• TASK BRIEF
Extract every line of the data below that contains the word "refrigerator", and keep the lines in their original order.
═══ RECORDS TO USE
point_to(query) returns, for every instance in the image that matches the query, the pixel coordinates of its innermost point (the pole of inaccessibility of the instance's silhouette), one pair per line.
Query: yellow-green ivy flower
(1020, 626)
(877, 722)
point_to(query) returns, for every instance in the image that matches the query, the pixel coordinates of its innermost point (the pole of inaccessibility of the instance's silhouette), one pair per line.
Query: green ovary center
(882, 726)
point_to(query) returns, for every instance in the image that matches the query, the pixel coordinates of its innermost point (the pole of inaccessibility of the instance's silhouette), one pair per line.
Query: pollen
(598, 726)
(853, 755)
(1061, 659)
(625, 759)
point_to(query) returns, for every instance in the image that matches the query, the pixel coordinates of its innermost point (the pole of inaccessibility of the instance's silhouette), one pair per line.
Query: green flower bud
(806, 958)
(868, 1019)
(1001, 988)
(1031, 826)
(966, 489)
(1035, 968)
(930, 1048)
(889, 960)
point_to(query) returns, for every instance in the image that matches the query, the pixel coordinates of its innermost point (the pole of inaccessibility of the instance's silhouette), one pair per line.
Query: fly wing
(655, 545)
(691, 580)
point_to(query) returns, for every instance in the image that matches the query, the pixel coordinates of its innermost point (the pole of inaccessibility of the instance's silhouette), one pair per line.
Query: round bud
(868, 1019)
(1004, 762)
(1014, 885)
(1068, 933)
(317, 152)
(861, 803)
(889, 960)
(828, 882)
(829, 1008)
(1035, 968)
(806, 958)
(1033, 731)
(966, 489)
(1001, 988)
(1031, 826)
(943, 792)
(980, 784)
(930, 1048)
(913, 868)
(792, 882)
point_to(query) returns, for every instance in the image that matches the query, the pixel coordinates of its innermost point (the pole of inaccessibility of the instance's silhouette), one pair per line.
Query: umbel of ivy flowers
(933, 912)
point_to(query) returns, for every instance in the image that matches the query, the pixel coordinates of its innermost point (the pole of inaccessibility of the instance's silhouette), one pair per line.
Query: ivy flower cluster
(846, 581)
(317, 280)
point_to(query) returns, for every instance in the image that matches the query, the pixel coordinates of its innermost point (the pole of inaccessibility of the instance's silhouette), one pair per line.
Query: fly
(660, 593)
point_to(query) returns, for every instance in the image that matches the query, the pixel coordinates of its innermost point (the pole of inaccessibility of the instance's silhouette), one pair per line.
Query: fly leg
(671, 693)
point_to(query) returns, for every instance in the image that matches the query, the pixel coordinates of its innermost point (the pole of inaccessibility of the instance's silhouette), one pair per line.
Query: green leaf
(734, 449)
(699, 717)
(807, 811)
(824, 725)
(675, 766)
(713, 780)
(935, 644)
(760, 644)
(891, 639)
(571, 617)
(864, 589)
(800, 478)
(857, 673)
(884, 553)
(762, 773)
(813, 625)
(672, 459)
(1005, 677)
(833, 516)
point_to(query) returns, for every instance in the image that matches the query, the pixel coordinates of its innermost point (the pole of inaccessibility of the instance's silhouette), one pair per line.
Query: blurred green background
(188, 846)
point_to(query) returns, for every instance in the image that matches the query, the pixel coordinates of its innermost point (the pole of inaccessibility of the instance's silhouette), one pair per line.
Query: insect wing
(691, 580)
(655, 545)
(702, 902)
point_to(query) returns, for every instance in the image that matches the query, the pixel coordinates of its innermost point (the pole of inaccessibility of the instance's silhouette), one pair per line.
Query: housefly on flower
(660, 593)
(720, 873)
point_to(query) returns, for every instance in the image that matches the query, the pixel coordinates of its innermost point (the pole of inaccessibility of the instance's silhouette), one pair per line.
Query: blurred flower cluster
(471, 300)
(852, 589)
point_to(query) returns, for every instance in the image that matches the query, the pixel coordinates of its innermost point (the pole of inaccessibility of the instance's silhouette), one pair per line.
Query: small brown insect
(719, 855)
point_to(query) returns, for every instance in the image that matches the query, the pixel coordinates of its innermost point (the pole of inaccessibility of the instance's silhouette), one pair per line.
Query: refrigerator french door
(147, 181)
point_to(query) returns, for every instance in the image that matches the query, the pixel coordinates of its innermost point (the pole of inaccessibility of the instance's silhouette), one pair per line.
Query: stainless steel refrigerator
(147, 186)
══════
• RESPONSE
Query: refrigerator french door
Query: stainless steel refrigerator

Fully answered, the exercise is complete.